The Conservatives are keeping a stranglehold on media questions. Here are a few that aren’t getting to the party leader.

Amanda Follett Hosgood 10 Apr 2025The Tyee

Amanda Follett Hosgood is The Tyee’s northern B.C. reporter. She lives on Wet’suwet’en territory. Find her on Bluesky @amandafollett.bsky.social.

At a Conservative campaign stop in Sault Ste. Marie yesterday, as leader Pierre Poilievre moved to the last of four questions he’d take from the media, a voice could be heard shouting from the distance.

Poilievre quickly dismissed the interruption as a “protester.”

Except it wasn’t a protester. Instead, it was Judy Trinh, an award-winning journalist and national correspondent with CTV News, who later pointed out in a social media post: “Mr. Poilievre knows I’m a member of the Parliamentary Press Gallery. I’ve asked him questions on the Hill.”

It’s not the first time a desperate reporter has gone rogue while covering the Conservative leader’s election campaign.

Over the weekend, the Globe and Mail reported that “a clamour erupted at the back of the room” as reporters made last-minute, Hail Mary attempts to get questions to the Conservative leader at a press conference in Toronto. The Globe estimated that Liberal Leader Mark Carney had fielded roughly three times as many questions as Poilievre during the first two weeks of the campaign.

Reporters rarely want to be the story. But the Conservative party’s tight grasp on the media’s ability to ask basic questions has been increasingly gaining the spotlight during the current federal election.

At events where Poilievre does take questions, the party has capped the number of questions at four and doesn’t allow followup questions. According to reporters covering the campaign events, that makes it difficult to pin down the party leader on answers.
*****
▶ **Task brief**
Please copy out the article on the Conservative campaign's limits on media questions in full, word for word.
*****
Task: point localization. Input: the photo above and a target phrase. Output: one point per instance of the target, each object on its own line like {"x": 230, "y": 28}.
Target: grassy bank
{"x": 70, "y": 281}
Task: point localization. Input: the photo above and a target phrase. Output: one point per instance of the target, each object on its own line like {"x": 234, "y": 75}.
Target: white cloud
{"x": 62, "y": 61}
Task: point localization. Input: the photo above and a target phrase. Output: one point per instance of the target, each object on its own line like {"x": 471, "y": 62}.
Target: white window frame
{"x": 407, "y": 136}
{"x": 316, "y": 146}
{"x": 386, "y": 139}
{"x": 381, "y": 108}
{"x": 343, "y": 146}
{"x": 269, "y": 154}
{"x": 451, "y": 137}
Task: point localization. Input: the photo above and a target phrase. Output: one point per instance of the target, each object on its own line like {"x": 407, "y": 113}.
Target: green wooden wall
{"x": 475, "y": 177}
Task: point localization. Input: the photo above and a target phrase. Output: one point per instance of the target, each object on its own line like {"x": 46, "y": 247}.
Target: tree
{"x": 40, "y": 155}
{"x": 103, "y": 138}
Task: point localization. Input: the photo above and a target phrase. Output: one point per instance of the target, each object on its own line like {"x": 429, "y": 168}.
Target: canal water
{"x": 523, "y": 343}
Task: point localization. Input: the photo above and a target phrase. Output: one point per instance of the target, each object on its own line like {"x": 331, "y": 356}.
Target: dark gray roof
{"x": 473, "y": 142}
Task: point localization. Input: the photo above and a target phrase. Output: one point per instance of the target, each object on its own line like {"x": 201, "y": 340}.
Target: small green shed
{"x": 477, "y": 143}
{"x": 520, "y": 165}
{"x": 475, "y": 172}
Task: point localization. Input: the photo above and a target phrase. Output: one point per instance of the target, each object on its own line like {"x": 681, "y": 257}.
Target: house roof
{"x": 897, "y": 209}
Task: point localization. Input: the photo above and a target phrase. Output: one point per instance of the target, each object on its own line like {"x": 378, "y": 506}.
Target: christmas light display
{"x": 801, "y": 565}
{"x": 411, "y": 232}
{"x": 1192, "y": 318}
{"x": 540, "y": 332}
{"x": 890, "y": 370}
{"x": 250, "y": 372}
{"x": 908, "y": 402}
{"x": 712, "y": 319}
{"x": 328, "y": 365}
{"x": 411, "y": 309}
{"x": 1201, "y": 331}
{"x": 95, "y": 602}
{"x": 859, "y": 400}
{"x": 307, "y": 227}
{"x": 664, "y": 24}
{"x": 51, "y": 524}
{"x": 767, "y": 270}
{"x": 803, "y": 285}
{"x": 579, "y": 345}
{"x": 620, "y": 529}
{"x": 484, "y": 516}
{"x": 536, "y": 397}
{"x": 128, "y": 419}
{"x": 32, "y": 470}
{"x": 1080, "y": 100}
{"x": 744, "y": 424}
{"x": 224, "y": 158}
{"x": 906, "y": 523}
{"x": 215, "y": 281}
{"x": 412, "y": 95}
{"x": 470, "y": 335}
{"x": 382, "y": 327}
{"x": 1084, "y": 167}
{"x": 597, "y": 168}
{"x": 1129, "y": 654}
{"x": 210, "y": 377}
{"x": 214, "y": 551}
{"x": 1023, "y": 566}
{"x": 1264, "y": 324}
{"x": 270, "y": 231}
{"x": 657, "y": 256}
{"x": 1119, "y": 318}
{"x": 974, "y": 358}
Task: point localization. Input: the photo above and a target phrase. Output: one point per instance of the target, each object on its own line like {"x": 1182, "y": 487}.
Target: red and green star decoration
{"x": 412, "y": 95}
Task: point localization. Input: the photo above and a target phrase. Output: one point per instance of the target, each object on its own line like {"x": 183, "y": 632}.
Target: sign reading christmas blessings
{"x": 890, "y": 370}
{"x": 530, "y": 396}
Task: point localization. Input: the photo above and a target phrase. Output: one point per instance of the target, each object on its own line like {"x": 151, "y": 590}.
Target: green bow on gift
*****
▶ **Answer to the exercise**
The Conservatives are keeping a stranglehold on media questions. Here are a few that aren’t getting to the party leader.

Amanda Follett Hosgood 10 Apr 2025The Tyee

Amanda Follett Hosgood is The Tyee’s northern B.C. reporter. She lives on Wet’suwet’en territory. Find her on Bluesky @amandafollett.bsky.social.

At a Conservative campaign stop in Sault Ste. Marie yesterday, as leader Pierre Poilievre moved to the last of four questions he’d take from the media, a voice could be heard shouting from the distance.

Poilievre quickly dismissed the interruption as a “protester.”

Except it wasn’t a protester. Instead, it was Judy Trinh, an award-winning journalist and national correspondent with CTV News, who later pointed out in a social media post: “Mr. Poilievre knows I’m a member of the Parliamentary Press Gallery. I’ve asked him questions on the Hill.”

It’s not the first time a desperate reporter has gone rogue while covering the Conservative leader’s election campaign.

Over the weekend, the Globe and Mail reported that “a clamour erupted at the back of the room” as reporters made last-minute, Hail Mary attempts to get questions to the Conservative leader at a press conference in Toronto. The Globe estimated that Liberal Leader Mark Carney had fielded roughly three times as many questions as Poilievre during the first two weeks of the campaign.

Reporters rarely want to be the story. But the Conservative party’s tight grasp on the media’s ability to ask basic questions has been increasingly gaining the spotlight during the current federal election.

At events where Poilievre does take questions, the party has capped the number of questions at four and doesn’t allow followup questions. According to reporters covering the campaign events, that makes it difficult to pin down the party leader on answers.